Excerpts from point annotation data
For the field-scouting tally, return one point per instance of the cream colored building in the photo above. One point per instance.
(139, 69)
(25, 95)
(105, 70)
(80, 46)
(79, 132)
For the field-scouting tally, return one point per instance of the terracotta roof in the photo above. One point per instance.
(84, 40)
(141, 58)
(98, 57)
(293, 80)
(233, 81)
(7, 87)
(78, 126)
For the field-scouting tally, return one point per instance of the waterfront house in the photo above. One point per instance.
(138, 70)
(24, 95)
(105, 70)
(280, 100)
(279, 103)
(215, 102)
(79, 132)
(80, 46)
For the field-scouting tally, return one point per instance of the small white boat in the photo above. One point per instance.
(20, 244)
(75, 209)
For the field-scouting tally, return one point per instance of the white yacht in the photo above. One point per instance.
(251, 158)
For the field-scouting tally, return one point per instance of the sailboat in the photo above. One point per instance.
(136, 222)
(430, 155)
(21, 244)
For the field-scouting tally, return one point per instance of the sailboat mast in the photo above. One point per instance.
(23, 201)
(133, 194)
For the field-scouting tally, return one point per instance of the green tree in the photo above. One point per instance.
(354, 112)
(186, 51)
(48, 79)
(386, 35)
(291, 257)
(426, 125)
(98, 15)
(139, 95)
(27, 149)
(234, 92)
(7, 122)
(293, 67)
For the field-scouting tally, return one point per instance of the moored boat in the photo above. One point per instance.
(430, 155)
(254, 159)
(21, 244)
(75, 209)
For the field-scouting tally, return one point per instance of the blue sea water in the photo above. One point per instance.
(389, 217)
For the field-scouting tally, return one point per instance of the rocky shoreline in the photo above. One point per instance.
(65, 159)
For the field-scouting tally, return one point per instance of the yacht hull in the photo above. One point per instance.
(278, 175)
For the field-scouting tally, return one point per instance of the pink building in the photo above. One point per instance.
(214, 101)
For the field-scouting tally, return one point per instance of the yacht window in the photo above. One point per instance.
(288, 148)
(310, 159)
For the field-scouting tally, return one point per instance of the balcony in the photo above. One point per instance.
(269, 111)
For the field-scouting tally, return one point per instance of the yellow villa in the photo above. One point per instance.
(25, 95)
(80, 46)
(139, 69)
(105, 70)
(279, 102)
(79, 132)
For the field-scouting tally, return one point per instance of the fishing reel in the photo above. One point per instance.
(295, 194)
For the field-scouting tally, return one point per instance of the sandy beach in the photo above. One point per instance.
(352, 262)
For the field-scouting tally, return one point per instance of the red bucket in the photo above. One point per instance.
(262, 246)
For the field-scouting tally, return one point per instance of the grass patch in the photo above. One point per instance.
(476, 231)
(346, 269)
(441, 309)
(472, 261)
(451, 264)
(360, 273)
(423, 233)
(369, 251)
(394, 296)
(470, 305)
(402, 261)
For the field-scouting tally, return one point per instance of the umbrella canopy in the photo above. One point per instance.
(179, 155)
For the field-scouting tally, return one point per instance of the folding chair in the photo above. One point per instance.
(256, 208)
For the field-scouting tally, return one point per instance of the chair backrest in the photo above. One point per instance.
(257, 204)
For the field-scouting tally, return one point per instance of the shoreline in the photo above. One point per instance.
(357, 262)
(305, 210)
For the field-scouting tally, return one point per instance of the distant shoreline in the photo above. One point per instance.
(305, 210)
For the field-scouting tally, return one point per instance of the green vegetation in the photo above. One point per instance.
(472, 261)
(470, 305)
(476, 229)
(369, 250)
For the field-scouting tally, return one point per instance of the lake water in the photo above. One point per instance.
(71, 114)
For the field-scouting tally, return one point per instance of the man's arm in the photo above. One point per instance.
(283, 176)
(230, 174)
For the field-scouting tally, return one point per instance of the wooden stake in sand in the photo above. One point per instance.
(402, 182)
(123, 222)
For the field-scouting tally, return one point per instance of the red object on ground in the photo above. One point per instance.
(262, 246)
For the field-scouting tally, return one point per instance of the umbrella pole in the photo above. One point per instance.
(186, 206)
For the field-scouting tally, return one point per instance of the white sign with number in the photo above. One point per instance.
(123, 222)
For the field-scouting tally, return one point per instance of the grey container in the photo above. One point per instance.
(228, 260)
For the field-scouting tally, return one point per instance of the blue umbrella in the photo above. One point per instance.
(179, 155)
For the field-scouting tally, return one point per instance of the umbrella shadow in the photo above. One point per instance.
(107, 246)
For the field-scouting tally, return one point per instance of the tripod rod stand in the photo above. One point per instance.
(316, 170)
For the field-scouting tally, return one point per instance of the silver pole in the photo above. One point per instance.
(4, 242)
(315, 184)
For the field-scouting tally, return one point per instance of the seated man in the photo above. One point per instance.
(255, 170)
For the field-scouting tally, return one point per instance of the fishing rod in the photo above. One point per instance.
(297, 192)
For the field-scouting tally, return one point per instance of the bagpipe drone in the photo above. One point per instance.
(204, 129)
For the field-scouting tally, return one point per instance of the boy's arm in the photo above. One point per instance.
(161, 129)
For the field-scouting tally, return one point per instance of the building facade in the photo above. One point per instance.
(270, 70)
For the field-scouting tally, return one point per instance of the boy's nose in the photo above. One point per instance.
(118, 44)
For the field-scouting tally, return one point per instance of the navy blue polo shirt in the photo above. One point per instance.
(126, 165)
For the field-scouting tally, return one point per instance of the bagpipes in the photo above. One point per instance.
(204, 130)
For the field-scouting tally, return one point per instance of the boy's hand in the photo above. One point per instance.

Goal:
Return the full listing, character for character.

Response to this task:
For the field-scouting tally, return one point per instance of the cream colored building in the photo above. One point per instance.
(139, 69)
(25, 95)
(105, 70)
(80, 46)
(79, 132)
For the field-scouting tally, return one point per instance of the terracotta roof in the photo above. One point per instance.
(84, 40)
(141, 58)
(98, 57)
(293, 80)
(233, 81)
(7, 87)
(78, 126)
For the field-scouting tally, return one point per instance of the waterfront house in the photo above. One point per instance.
(138, 70)
(24, 95)
(105, 70)
(280, 100)
(279, 103)
(215, 102)
(79, 132)
(80, 46)
For the field-scouting tally, return one point per instance of the small white boat in the photo above. One point per instance.
(20, 244)
(75, 209)
For the field-scouting tally, return one point per instance of the white yacht in the photo above. One point per instance.
(251, 158)
For the field-scouting tally, return one point per instance of the sailboat in the photo above. One point per instance.
(136, 222)
(430, 155)
(21, 244)
For the field-scouting tally, return one point per instance of the sailboat mast in the photo above. One point per instance.
(23, 201)
(133, 194)
For the field-scouting tally, return one point per instance of the green tree in the photo above. One point per instance.
(354, 112)
(186, 51)
(48, 79)
(386, 35)
(291, 257)
(426, 125)
(98, 15)
(139, 95)
(27, 149)
(234, 92)
(7, 122)
(293, 67)
For the field-scouting tally, return one point per instance of the moored boat in the photo above. One point per instance.
(430, 155)
(254, 159)
(21, 244)
(75, 209)
For the field-scouting tally, return one point per instance of the blue sea water in the photo above. One point per instance.
(389, 217)
For the field-scouting tally, return one point per instance of the rocky shoreline in the photo above. One point per instance.
(65, 159)
For the field-scouting tally, return one point per instance of the yacht hull in the photo above. One point per instance.
(278, 175)
For the field-scouting tally, return one point per instance of the pink building in the photo above. One point per instance.
(214, 101)
For the field-scouting tally, return one point per instance of the yacht window in the photo above. One point per instance.
(288, 148)
(310, 159)
For the field-scouting tally, return one point per instance of the balcony in the photo above. One point per instance.
(269, 111)
For the field-scouting tally, return one point per instance of the yellow villa in the photo above. One point per instance.
(25, 95)
(80, 46)
(139, 69)
(105, 70)
(279, 102)
(79, 132)
For the field-scouting tally, return one point per instance of the fishing reel in the photo above. One point per instance.
(295, 194)
For the field-scouting tally, return one point per instance of the sandy beach in the photo above. One point per instance.
(352, 262)
For the field-scouting tally, return one point per instance of the red bucket in the photo above. One point per instance.
(262, 246)
For the field-scouting tally, return one point per instance of the grass patch in the photo above. One point per instance.
(476, 231)
(346, 269)
(441, 309)
(472, 261)
(451, 264)
(360, 273)
(423, 233)
(369, 251)
(394, 296)
(470, 305)
(402, 261)
For the field-scouting tally, return one point per instance of the umbrella canopy in the photo above. One point per instance.
(179, 155)
For the field-scouting tally, return one point per instance of the folding chair in the photo above. One point per instance.
(256, 208)
For the field-scouting tally, return one point per instance of the chair backrest in the photo above. One point per instance.
(257, 204)
For the field-scouting tally, return one point per instance of the shoreline in the photo above. One point per instance.
(357, 262)
(305, 210)
For the field-scouting tally, return one point per instance of the distant shoreline in the photo above. One point per instance.
(305, 210)
For the field-scouting tally, return one point per instance of the green vegetation in the photo above. One point per instance.
(472, 261)
(470, 305)
(476, 229)
(369, 250)
For the field-scouting tally, return one point per instance of the lake water in the photo above. One point per instance.
(71, 114)
For the field-scouting tally, return one point per instance of the man's arm in the photo above. One point per instance.
(283, 176)
(230, 174)
For the field-scouting tally, return one point per instance of the wooden stake in sand in the photo above. One point per instance.
(402, 182)
(123, 222)
For the field-scouting tally, return one point per instance of the red object on ground in the photo above. One point per instance.
(262, 246)
For the field-scouting tally, return one point per instance of the umbrella pole in the photo above. One point per instance.
(186, 206)
For the field-scouting tally, return one point per instance of the white sign with number in the photo above. One point per instance.
(123, 222)
For the field-scouting tally, return one point per instance of the grey container in the photo above. One point per instance.
(228, 260)
For the field-scouting tally, return one point per instance of the blue umbrella in the photo above. One point per instance.
(179, 155)
For the field-scouting tally, return one point per instance of the umbrella shadow in the photo above. One point per instance.
(107, 246)
For the field-scouting tally, return one point per instance of the tripod rod stand in the photo above. One point per instance.
(316, 170)
For the field-scouting tally, return one point per instance of the silver pole in the photo above. One point per instance.
(4, 242)
(315, 184)
For the field-scouting tally, return one point per instance of the seated man in the photo above. One point per instance.
(255, 170)
For the field-scouting tally, return one point per instance of the fishing rod in the photo above. One point per instance.
(297, 192)
For the field-scouting tally, return one point per instance of the bagpipe drone in the photo above. One point per instance.
(204, 129)
For the field-scouting tally, return one point per instance of the boy's arm in the photo above. One point per instance.
(161, 129)
For the field-scouting tally, return one point per instance of the building facade in the photo above. One point per instance.
(270, 70)
For the field-scouting tally, return one point per instance of the boy's nose in the photo above. One point per instance.
(118, 44)
For the field-scouting tally, return one point per instance of the navy blue polo shirt in the photo above. One point per instance.
(126, 165)
For the field-scouting tally, return one point per instance of the bagpipes in the photo above. One point per instance.
(204, 130)
For the field-scouting tally, return one point per instance of the boy's hand in the photo above. One point per instance.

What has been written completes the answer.